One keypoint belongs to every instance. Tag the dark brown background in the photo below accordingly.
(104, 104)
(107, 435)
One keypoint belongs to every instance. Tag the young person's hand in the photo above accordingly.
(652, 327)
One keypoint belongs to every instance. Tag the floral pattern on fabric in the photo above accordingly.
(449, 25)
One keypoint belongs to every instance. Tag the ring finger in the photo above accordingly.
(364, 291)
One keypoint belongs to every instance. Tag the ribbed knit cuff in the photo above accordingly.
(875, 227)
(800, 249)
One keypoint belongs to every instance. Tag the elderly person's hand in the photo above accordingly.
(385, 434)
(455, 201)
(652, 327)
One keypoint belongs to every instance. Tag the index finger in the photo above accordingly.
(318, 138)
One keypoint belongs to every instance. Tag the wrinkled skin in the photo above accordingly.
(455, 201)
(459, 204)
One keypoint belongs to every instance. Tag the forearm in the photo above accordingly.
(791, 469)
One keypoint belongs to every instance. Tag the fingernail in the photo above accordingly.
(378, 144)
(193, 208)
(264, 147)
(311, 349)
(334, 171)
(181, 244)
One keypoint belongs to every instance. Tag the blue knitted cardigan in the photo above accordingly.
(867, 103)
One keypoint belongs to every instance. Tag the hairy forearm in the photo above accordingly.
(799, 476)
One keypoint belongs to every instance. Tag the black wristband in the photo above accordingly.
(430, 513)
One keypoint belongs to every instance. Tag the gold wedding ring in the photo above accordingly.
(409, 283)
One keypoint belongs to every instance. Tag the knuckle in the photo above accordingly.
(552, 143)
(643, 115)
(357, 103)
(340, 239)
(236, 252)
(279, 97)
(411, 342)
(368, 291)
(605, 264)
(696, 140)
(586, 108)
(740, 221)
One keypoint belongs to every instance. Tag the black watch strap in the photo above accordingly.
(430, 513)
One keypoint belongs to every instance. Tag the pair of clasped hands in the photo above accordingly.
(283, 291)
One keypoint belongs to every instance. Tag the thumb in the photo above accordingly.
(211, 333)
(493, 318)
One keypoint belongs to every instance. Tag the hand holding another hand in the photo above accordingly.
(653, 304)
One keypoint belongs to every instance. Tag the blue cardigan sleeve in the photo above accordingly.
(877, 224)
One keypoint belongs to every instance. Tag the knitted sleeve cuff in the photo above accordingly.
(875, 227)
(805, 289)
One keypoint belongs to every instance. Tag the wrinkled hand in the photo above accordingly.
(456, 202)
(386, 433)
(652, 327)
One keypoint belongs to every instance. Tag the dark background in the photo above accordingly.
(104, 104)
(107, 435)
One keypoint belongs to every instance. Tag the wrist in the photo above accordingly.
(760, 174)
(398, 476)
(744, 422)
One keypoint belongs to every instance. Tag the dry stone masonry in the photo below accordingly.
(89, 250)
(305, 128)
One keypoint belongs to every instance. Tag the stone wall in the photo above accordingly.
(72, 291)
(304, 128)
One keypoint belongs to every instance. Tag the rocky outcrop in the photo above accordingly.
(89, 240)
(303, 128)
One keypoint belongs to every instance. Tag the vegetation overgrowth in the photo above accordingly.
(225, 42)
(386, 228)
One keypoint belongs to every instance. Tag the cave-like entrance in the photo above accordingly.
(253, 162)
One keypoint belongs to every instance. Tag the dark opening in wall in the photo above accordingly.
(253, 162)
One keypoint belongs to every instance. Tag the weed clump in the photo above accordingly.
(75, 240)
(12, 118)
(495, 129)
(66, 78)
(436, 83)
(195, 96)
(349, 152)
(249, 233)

____

Extract all of the material exactly as it is written.

One keypoint belongs to every instance. Tag the dark brown background in the photo below accordingly.
(104, 104)
(107, 435)
One keypoint belongs to every instance. Tag the young person's hand in the photo above accordingly.
(652, 327)
One keypoint belongs to every instance. Tag the floral pattern on fabric in the photo above accordingly.
(449, 25)
One keypoint belongs to every instance. Tag the ring finger in the photo above accordingly.
(364, 291)
One keypoint belongs to every instance. Tag the ribbed knit cuff in the photo above accordingly.
(875, 227)
(800, 249)
One keypoint belongs to every instance. Tag the elderly person's hand in the photo above accordingly.
(385, 434)
(455, 201)
(652, 327)
One keypoint belongs to every instance. Tag the index finger in the photo above accordingly.
(318, 138)
One keypoint belongs to every instance. Tag the wrinkled skin in the photo above accordingly.
(455, 201)
(459, 204)
One keypoint belongs to every instance. Tag the forearm in the photo above accordingly.
(791, 469)
One keypoint belongs to every instance. Tag the fingernail in the photo above accordingly.
(378, 144)
(193, 208)
(264, 147)
(311, 349)
(334, 171)
(181, 244)
One keypoint belongs to every instance. Tag the blue knitted cardigan in the photo above accordingly.
(867, 103)
One keypoint belongs to every instance. Tag the hairy forearm in the photo above accordingly.
(799, 476)
One keypoint belongs to every instance. Tag the black wristband in the photo above accordingly.
(430, 513)
One keypoint belongs to every instance. Tag the gold wedding ring in the photo above accordingly.
(409, 283)
One keypoint belongs to every instance. Tag the knuckle in the photo above accordingly.
(552, 143)
(643, 115)
(357, 103)
(340, 239)
(236, 252)
(279, 97)
(411, 342)
(368, 291)
(605, 264)
(696, 140)
(586, 108)
(740, 221)
One keypoint belongs to every instance. Tag the black watch strap in the photo above accordingly.
(430, 513)
One keypoint belongs to every instance. Tag the pair of clasped hands in the photo above accordingly.
(283, 291)
One keypoint belongs to every instance. Tag the thumb in the photo above accordingly.
(211, 333)
(493, 318)
One keypoint belongs to every instance. Tag the hand holding another hand in the photo above accordingly.
(653, 304)
One keypoint belongs to every instance. Tag the blue cardigan sleeve in the photo above accordingly.
(877, 224)
One keypoint belongs to every instance. Tag the knitted sleeve cuff in the photo above accordingly.
(875, 227)
(805, 289)
One keypoint belongs to every instance. Tag the wrinkled hand in the photo above accordingly.
(456, 202)
(386, 433)
(652, 327)
One keypoint belongs to every instance. Tag the dark background in the photo above accordingly.
(104, 104)
(107, 435)
One keypoint belongs to every instance. Tag the wrist in the photo above accordingly.
(760, 174)
(398, 476)
(744, 422)
One keypoint belongs to every instance. Tag the dry stone masonry in the photo below accordingly.
(89, 250)
(305, 128)
One keypoint belongs to every instance. Tag the stone wall in the photo above accordingly.
(72, 291)
(304, 128)
One keypoint belongs to every instance. Tag the rocky outcrop in the photo above accordingly.
(89, 240)
(303, 128)
One keypoint belongs to every instance. Tag the vegetation overgrowth in the photo above accordingly.
(225, 42)
(386, 228)
One keypoint belongs to every instance. Tag the cave-like entrance in the photo above accordingly.
(253, 162)
One keypoint belongs to every instance. Tag the dark opening in wall in the photo above accordingly.
(253, 162)
One keypoint belongs to every instance. Tag the weed clump in the photo above accordingly.
(75, 240)
(12, 118)
(495, 129)
(66, 78)
(436, 83)
(195, 96)
(349, 152)
(249, 233)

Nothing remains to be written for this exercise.